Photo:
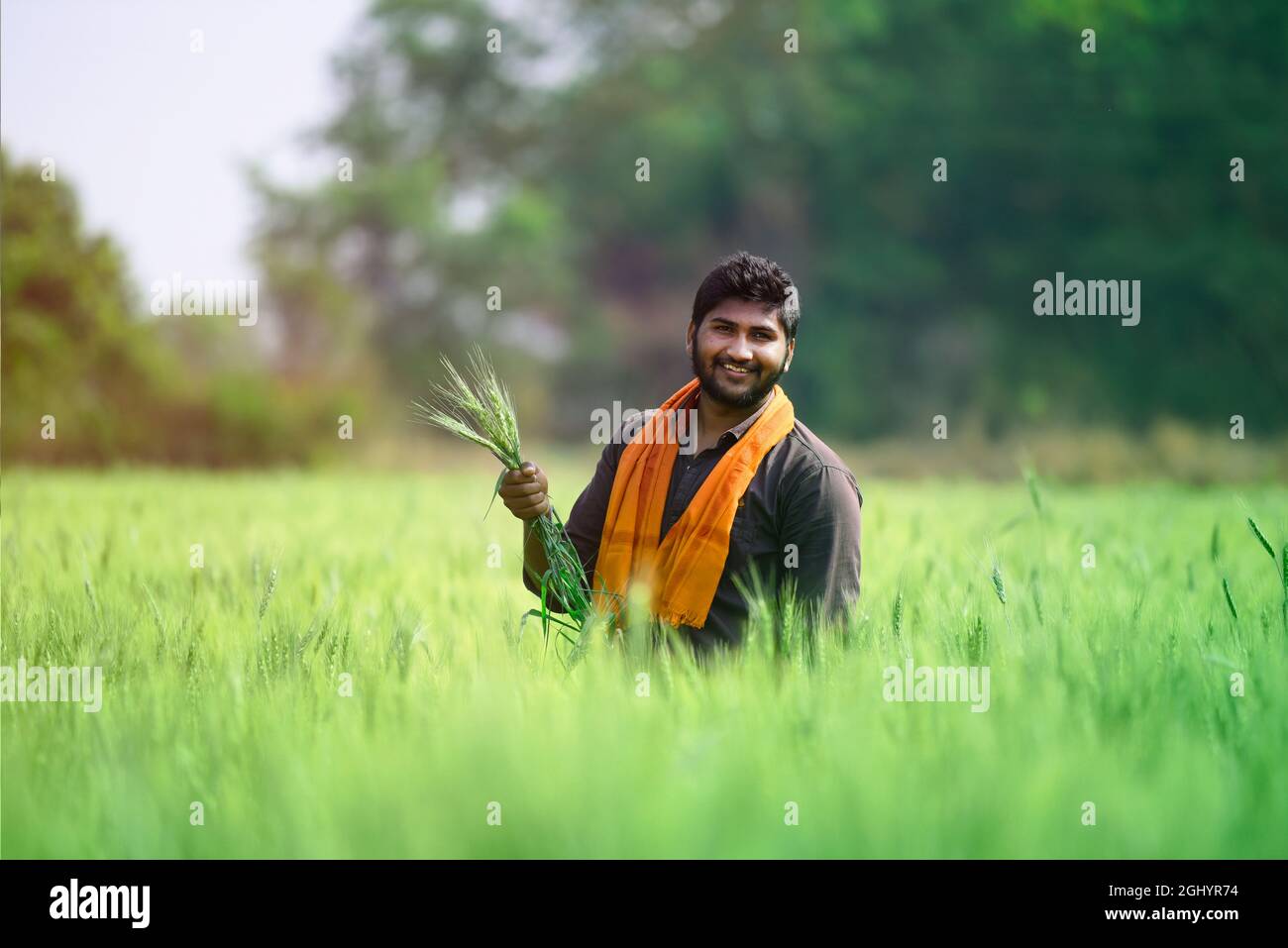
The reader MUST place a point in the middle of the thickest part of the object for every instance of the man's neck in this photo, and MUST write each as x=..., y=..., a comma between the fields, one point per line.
x=715, y=419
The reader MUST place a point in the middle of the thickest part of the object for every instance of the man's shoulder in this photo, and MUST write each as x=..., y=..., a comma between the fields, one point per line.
x=809, y=458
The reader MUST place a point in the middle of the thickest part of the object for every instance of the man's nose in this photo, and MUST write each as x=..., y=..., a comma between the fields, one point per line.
x=739, y=351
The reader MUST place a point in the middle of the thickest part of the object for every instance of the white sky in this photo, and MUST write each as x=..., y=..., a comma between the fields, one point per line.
x=153, y=136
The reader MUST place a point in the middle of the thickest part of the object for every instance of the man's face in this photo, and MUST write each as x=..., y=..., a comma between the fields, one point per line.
x=738, y=353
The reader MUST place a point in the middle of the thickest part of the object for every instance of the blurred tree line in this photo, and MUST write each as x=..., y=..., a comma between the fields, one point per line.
x=464, y=166
x=88, y=380
x=516, y=168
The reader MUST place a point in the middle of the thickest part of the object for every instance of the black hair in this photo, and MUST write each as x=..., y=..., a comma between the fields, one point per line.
x=754, y=278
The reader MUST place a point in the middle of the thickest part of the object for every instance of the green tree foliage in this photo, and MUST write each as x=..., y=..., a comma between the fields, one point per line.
x=516, y=168
x=119, y=385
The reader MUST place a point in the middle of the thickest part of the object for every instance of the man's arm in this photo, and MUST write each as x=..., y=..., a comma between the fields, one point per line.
x=823, y=520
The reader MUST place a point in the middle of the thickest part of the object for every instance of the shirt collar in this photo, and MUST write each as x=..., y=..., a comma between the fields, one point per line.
x=745, y=425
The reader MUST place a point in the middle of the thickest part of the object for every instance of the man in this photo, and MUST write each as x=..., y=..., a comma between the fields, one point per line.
x=756, y=489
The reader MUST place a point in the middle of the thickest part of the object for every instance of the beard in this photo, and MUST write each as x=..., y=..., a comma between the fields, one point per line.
x=713, y=386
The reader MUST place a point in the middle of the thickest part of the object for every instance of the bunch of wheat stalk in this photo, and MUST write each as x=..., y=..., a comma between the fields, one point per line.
x=480, y=410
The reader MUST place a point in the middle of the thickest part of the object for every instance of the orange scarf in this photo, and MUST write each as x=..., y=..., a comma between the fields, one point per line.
x=684, y=571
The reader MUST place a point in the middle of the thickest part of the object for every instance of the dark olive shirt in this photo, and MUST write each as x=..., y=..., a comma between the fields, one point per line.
x=799, y=518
--------
__What this task involves__:
Rewrite the part of the records that opens with the line containing "of the green" and closes with the line containing "x=119, y=385", both lines included. Reproduce every line, the request too, but scale each x and y coordinate in the answers by 1.95 and round to whole numbers, with halves going up. Return only those lines.

__Exercise answer__:
The reader MUST place a point in the middle of the thickest part of the object for every instance of the green tree foliage in this photo, and MUST write each as x=..., y=..., a comma between the fields, one point per line.
x=1006, y=328
x=232, y=751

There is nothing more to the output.